## DOCUMENT EXCERPT:
----
Updated: Jun 2, 2018

Camden People’s Theatre, Tuesday 25th November 2008



‘How did we get here?’ asks the male performer at the beginning of Upside Down, lying on the floor with a chair, as if he is sitting down but subject to an unnatural kind of gravity. ‘From the table’, replies his companion, a woman clutching a suitcase who is also prone on the ground, but looks as if she is flying. In the long pause between his question and her answer, the couple are suspended in emotional limbo, caught in static and displaced poses of the everyday. Behind them, the table also lies upturned on the floor; it does not offer much of a solution.

Thus begins a 16 minute journey into the demise of an ordinary couple, as explained through the physical tics and patterns of their daily routine. They kiss, they touch, they sleep, and their movements slip into a familiar mould. But the mould itself is slipping: what begin as tender moments of physical closeness dissolve inexorably into the strained symptoms of two strangers uneasy in shared space.

Without losing the fluidity of their cyclical routine, these two performers turn sparky flirtation into weary habit, into resentful physical reflex. When they say 'I love you' for the fourth or fifth time, the words have become meaningless and mechanical. A few minutes later, the couple are on the floor again, and the male performer asks, ‘How did we get here?’ Because of the flow of the performers’ movement, and the inevitability of the couple’s decline, the audience finds no satisfactory answer to this question, even when it arrives for a second time.



Upside Down was extended for the performance at Camden People’s Theatre, as part of The ScenePool festival of theatre. In the extended part, the performers lift themselves out of the visual echo of the opening scene – the two questions ‘How did we get here’ originally stood at the beginning and end – and spin into a more personal journey for the male performer. This means that the seam is easy to spot – the moment when the symmetry of the piece is broken. But what Upside Down loses in symmetry it gains in a kind of legacy: the second part extends the fantasy lives of the individuals involved, building thematically on the dreams the couple repeat while they still function as a unit. At first the performers speak their private lives as they go through the motions of everyday- the man dreamt about his parents, he says, as he swings his briefcase and marches to work. But later they stop speaking, and their movements become more abstract; the man lifts his briefcase onto his back, as if to symbolize burden. Fantasy and reality merge as the piece progresses, and the couple's relationship becomes inscribed in their dreams as well as affected by them.

Weaving sparse and repetitive language into skilful physical theatre, Upside Down is a melancholy fairy tale with an unhappy ending. As its title suggests, it displaces gesture and space so that normal relations twist out of recognition. In doing so, it coils away from cliché, even if it is built from an old fashioned male/ female standard – the man is driven by pressure and work, the woman dreams of escape as she waits at home. But as a whole, the work is drafted in fluid choreography that defines the effects of a couple’s relationship without explaining its root cause. The result is a compelling momentum that pushes the performers from romance to break up, and defines the natural divergence of separate lives. Like all misery, this couple’s unhappiness seems prosaic, gradual, and destined to come.

Written by Mary Paterson

Upside Down is performed by Alessandra Fel and Miguel Oyarzun, with music by Robin Holloway.
----
## DATA EXTRACT:
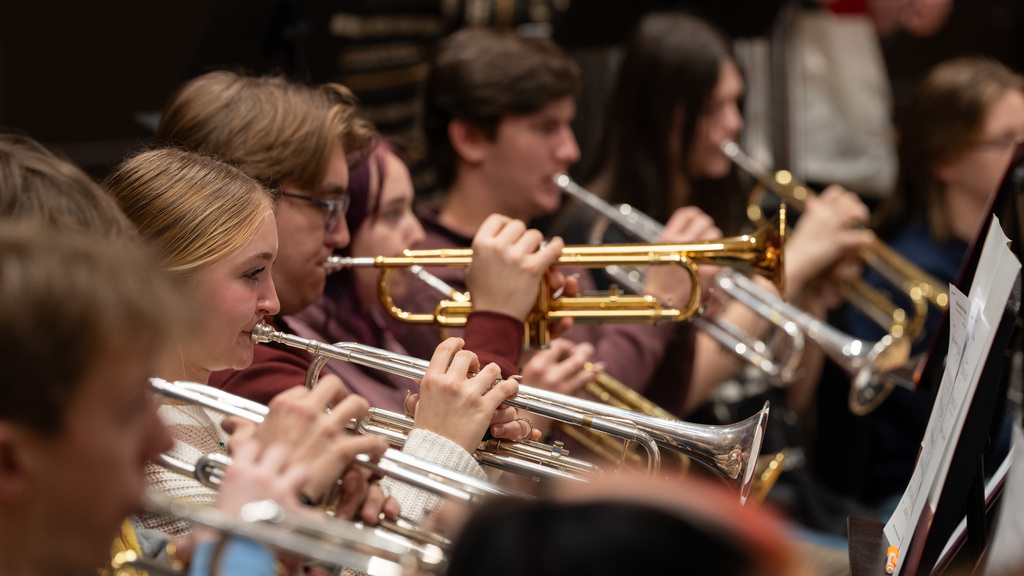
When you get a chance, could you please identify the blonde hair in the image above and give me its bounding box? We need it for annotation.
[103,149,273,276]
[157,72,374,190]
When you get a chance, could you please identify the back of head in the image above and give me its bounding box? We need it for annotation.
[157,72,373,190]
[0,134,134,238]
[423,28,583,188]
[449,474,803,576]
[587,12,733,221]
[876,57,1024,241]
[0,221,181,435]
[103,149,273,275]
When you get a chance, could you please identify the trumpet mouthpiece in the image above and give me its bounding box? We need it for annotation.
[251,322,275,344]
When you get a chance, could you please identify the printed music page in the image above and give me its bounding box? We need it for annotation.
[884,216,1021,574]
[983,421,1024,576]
----
Retype the Upside Down review from "Without losing the" up to and including "a second time.".

## ANSWER:
Without losing the fluidity of their cyclical routine, these two performers turn sparky flirtation into weary habit, into resentful physical reflex. When they say 'I love you' for the fourth or fifth time, the words have become meaningless and mechanical. A few minutes later, the couple are on the floor again, and the male performer asks, ‘How did we get here?’ Because of the flow of the performers’ movement, and the inevitability of the couple’s decline, the audience finds no satisfactory answer to this question, even when it arrives for a second time.